**What to work on**
Write out every entry below word for word, leaving nothing out.

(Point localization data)
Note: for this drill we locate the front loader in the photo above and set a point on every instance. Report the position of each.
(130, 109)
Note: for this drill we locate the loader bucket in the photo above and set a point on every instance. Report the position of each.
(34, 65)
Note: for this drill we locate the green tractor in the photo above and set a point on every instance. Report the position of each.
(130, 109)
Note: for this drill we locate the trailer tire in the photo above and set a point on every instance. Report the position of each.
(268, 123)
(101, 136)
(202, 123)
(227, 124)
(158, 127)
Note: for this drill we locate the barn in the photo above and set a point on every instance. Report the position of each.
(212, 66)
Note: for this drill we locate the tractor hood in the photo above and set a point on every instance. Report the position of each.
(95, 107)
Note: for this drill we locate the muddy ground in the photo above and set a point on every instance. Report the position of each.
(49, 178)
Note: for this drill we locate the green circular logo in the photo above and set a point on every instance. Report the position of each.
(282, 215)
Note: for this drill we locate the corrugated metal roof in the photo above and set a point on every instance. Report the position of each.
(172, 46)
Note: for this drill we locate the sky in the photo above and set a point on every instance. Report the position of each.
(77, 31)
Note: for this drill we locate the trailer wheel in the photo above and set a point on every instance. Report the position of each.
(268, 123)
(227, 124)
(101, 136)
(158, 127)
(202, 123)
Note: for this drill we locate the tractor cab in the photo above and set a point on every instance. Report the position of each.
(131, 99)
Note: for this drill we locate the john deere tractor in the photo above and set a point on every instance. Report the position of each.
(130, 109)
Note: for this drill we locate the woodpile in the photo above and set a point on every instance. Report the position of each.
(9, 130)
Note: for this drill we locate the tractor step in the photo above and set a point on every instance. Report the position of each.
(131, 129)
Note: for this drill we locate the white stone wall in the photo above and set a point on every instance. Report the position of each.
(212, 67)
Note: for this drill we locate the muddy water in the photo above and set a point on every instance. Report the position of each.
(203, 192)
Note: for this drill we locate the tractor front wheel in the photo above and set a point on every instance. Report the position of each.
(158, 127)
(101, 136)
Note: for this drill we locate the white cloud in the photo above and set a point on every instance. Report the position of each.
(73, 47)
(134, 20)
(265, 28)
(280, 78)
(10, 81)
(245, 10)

**Answer space**
Note: for this drill we locate the front loader in the photo above and set a point on every instance. Report the position of each.
(130, 109)
Note: for this drill we locate the loader bucket in the photo above and set a point on every instance. Report the position of each.
(34, 65)
Note: for this drill we locate the green tractor in the photo above and set a point on every instance. Report the position of each.
(130, 109)
Note: for this drill we locate the trailer tire in the photo above and set a point on every instance. Report the position of each.
(268, 123)
(101, 136)
(202, 123)
(227, 124)
(158, 127)
Note: for this drill we locate the barn in the photo above and set a point on every instance. Report the position of each.
(212, 66)
Note: for this drill we locate the tractor hood in the photo above and set a point on every instance. Report the position of each.
(95, 107)
Note: for this drill we locate the muddy ground in the photo above and set a point on every instance. Report the position of each.
(49, 178)
Note: for this drill we locate the green circular logo in the photo above and set a point on every instance. Report the position of each.
(282, 215)
Note: for this drill we locate the corrugated metal roof in the photo above and set a point on every instance. Report the position of each.
(172, 46)
Note: for this drill we locate the sky in the photo above and set a point on every instance. Report the position of each.
(77, 31)
Note: for this drill we locate the trailer wheel in the photo above and set a point on every instance. Report the position of each.
(268, 123)
(227, 124)
(101, 136)
(158, 127)
(202, 123)
Note: for this drill we locate the tractor cab in the photo above and set a point on every instance. Report the position of each.
(131, 99)
Note: for this drill we locate the john deere tractor in the photo above and set a point on every instance. Report the position of each.
(130, 109)
Note: for this drill we locate the woodpile in the photo above and set a point on every instance. Report the position of each.
(9, 130)
Note: for this drill we locate the tractor step in the photo above and set a point on every instance. Report the position of each.
(131, 129)
Note: for this drill we locate the white stone wall in the photo above and set a point on every instance. Report the position of each.
(212, 67)
Note: for this drill we locate the muddy water in the photo above and set a point on every instance. Report the position of each.
(203, 192)
Note: for this drill we locate the tractor front wheel in the photo above and set a point on every instance. Report the position of each.
(158, 127)
(101, 136)
Note: for this drill we locate the white cloud in the photo above and set a point on every instance. Report the position of each.
(73, 47)
(134, 20)
(265, 28)
(280, 78)
(10, 81)
(245, 10)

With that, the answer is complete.